*Short problem*. Substitute "marker" for "keypoint" throughout the records below, and reproduce them with every other part unchanged.

*Excerpted records*.

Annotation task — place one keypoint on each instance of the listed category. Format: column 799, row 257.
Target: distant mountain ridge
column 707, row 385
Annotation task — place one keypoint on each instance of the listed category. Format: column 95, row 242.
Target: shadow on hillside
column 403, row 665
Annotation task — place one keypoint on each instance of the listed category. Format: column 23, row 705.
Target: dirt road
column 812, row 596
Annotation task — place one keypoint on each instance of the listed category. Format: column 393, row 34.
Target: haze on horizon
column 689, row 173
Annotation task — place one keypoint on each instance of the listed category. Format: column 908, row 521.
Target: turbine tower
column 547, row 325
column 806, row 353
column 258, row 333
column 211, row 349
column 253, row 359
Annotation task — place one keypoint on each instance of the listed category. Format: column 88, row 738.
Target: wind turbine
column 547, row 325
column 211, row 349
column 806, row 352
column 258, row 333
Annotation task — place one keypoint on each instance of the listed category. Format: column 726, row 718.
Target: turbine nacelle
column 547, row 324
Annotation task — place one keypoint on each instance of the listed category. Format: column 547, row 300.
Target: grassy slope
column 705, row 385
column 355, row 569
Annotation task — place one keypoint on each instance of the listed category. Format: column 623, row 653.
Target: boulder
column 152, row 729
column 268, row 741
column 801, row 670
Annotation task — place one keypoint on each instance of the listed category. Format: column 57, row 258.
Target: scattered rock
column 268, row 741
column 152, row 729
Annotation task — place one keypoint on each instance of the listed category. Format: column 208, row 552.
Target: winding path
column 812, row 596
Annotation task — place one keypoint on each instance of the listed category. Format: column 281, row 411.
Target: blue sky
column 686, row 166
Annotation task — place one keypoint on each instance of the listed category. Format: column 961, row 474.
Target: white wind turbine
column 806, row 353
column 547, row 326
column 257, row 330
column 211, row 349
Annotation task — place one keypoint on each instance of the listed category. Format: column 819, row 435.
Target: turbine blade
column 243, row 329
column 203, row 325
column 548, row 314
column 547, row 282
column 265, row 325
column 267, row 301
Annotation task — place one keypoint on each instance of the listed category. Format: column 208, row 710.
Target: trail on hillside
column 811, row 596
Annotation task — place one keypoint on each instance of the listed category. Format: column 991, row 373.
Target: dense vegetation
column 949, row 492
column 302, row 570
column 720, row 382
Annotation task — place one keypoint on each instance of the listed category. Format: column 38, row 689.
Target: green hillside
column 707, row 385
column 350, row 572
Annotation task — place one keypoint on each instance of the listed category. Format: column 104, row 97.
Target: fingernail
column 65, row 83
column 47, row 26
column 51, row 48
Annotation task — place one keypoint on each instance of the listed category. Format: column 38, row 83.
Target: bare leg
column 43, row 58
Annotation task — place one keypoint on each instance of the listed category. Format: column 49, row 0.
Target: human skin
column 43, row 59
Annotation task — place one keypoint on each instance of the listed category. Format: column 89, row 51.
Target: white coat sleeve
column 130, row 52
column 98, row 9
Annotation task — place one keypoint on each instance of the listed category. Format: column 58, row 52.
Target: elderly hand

*The answer*.
Annotation task — place one marker on each instance of the listed category. Format: column 799, row 257.
Target: distant mountain ridge
column 707, row 385
Annotation task — place one marker on each instance of the listed category. Format: column 95, row 242.
Target: shadow on hillside
column 403, row 665
Annotation task — place one marker on each instance of the listed category. Format: column 23, row 705.
Target: dirt road
column 812, row 596
Annotation task — place one marker on each instance of the listed category. Format: column 393, row 34.
Target: haze on horizon
column 689, row 173
Annotation task — place one marker on each instance of the listed category. Format: column 908, row 521.
Target: turbine tower
column 547, row 325
column 806, row 353
column 258, row 333
column 211, row 349
column 253, row 359
Annotation task — place one marker on each instance of the listed category. Format: column 88, row 738.
Target: wind turbine
column 547, row 325
column 211, row 349
column 806, row 352
column 258, row 333
Annotation task — place one marker on each instance of the listed category. Format: column 726, row 718.
Target: turbine nacelle
column 547, row 324
Annotation task — place one marker on each instance of the listed category. Format: column 547, row 300.
Target: grassy slope
column 705, row 385
column 355, row 569
Annotation task — place one marker on each instance of the listed category. Format: column 623, row 653.
Target: boulder
column 152, row 729
column 268, row 741
column 801, row 670
Annotation task — place one marker on each instance of the listed category. Format: column 57, row 258.
Target: scattered rock
column 268, row 741
column 152, row 729
Annotation task — place one marker on each instance of the listed category. Format: column 208, row 552.
Target: winding path
column 812, row 596
Annotation task — place one marker on each instance of the listed category. Format: column 281, row 411.
Target: blue sky
column 686, row 166
Annotation task — place one marker on each instance of the listed category. Format: column 961, row 474.
Target: white wind turbine
column 806, row 353
column 547, row 326
column 257, row 330
column 211, row 349
Annotation task — place one marker on each instance of the listed category. Format: column 819, row 435.
Target: turbine blade
column 243, row 329
column 203, row 325
column 548, row 314
column 547, row 282
column 265, row 325
column 267, row 301
Annotation task — place one marker on each instance of the listed category. Format: column 208, row 710.
Target: trail on hillside
column 811, row 596
Annotation task — place one marker on each instance of the listed category. Format: column 991, row 373.
Target: dense vegetation
column 949, row 492
column 302, row 570
column 720, row 382
Annotation task — place one marker on each instance of the listed category. Format: column 38, row 689.
Target: green hillside
column 707, row 385
column 350, row 572
Annotation task — place one marker on each instance of the listed category. Format: column 104, row 97.
Target: fingernail
column 65, row 83
column 47, row 26
column 51, row 48
Annotation task — place one marker on each instance of the listed category. Format: column 38, row 83.
Target: bare leg
column 43, row 58
Annotation task — place one marker on each instance of the listed category. Format: column 49, row 0.
Target: human skin
column 43, row 59
Annotation task — place one marker on each instance of the listed category. Format: column 89, row 51.
Target: white coat sleeve
column 130, row 52
column 98, row 9
Annotation task — place one marker on each instance of the listed category. Format: column 58, row 52.
Target: elderly hand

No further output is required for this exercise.